| Activity |
Word for word, restate every record.

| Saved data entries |
____
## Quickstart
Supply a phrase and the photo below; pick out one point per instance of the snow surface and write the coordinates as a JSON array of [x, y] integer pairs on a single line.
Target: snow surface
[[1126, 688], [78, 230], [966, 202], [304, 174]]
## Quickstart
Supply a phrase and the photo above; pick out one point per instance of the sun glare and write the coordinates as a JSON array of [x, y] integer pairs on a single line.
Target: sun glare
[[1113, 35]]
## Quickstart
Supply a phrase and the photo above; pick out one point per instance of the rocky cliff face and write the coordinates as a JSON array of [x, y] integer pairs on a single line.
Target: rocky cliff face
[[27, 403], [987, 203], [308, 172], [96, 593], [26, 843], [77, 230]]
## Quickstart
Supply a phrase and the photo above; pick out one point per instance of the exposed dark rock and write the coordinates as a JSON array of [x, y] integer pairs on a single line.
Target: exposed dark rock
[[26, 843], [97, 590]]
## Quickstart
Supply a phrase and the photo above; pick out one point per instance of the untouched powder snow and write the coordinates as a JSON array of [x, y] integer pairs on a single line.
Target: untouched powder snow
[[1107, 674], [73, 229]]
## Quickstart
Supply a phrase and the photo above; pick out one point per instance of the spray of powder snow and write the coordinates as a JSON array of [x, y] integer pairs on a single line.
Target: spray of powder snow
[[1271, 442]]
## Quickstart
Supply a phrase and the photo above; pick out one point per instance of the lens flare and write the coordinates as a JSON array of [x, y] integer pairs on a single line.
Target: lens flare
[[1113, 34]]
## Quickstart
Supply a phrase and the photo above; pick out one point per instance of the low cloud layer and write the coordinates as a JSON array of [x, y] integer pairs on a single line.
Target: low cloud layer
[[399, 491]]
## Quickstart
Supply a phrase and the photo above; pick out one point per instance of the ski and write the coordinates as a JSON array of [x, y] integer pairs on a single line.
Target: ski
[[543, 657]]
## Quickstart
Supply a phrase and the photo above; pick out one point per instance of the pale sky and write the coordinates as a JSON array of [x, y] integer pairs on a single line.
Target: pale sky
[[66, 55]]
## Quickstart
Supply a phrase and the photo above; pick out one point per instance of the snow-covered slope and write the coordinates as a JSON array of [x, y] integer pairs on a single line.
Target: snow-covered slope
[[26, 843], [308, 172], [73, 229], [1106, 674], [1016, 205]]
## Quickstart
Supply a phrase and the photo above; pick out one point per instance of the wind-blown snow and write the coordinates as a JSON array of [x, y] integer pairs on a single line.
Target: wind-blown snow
____
| Solved problem |
## Quickstart
Supply a phrase and the photo below; pick out one point per instance of the snow surface and write the coordinates as a JSON array of [x, y] integer pairs on a single line.
Target: snow surface
[[1126, 688], [78, 230], [966, 202], [304, 174]]
## Quickstart
Supply a phrase and the photo above; pick out one point per instance of the sun glare and write the coordinates as a JSON array of [x, y] integer pairs on a single line.
Target: sun glare
[[1113, 35]]
## Quickstart
Supply a phrase and the photo above; pick out one point per instance of the rocky cliff face and write the coordinates as a JSON array of [x, y] integer pairs on a single line.
Target: rocky cliff face
[[27, 403], [987, 203], [308, 172], [96, 593], [26, 843], [77, 230]]
## Quickstart
Supply a phrase and the photo above; pick out one point per instance of the exposed dark rock and write the coordinates as a JSON array of [x, y] integer pairs on a single line.
Target: exposed dark rock
[[26, 843], [97, 590]]
## Quickstart
Supply a phrase and the photo above; pick out one point per instance of the untouched powder snow and write the coordinates as a JSON array of [x, y] integer pairs on a single line.
Target: untouched powder snow
[[1107, 674], [73, 229]]
## Quickstart
Supply a phrase and the photo above; pick out one point per instance of the spray of powder snow and write the coordinates as a JSON array of [x, y] integer pairs on a single line.
Target: spray of powder snow
[[1271, 442]]
## Quickstart
Supply a phrase and the photo above; pick out one point per instance of the lens flare and write the coordinates as a JSON array of [x, y] integer pairs on a single line.
Target: lens flare
[[1113, 34]]
## Quickstart
Supply a phrase and the photo above; pick out one point per instance of the low cloud layer and write the coordinates as a JSON array of [x, y] integer pairs on a single line.
Target: low cloud layer
[[399, 491]]
## Quickstart
Supply a phrase and the photo above; pick out one point per instance of the ski and write the coordinates as a JSON array of [x, y] integer pairs on a single line.
Target: ski
[[543, 657]]
## Quickstart
Supply a phrase and the photo above; pick out one point per instance of the pale sky and write the coordinates as a JSON array of [x, y] integer pairs on a single line.
Target: pale sky
[[66, 55]]
## Quickstart
Supply a phrase and the photo above; pick out one point per instance of the snow-covered slope and write the coordinates as a JSON array of [x, y] integer pairs on a single line.
Target: snow-covered slope
[[26, 843], [308, 172], [73, 229], [1106, 674], [1016, 205]]
## Quickstart
Supply a phrase and the photo above; pick out one point per instance of the wind-blown snow and write the coordinates as a JSON array of [x, y] integer pairs on a single line.
Target: wind-blown snow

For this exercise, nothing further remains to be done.